§ **Point placement records**
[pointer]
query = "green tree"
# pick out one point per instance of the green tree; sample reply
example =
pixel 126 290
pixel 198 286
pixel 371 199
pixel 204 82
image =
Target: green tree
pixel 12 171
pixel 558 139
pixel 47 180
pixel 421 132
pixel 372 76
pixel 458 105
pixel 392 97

§ **Task instructions**
Edit the records by changing every "green tree" to "pine tree", and write out all the lines again with nothing else altered.

§ **Exercise answer**
[pointer]
query = "pine tree"
# pick out one point per instance of the pine tree; sample reply
example =
pixel 126 290
pixel 198 286
pixel 371 199
pixel 204 82
image =
Target: pine tree
pixel 12 171
pixel 558 139
pixel 47 180
pixel 421 132
pixel 372 76
pixel 458 105
pixel 392 97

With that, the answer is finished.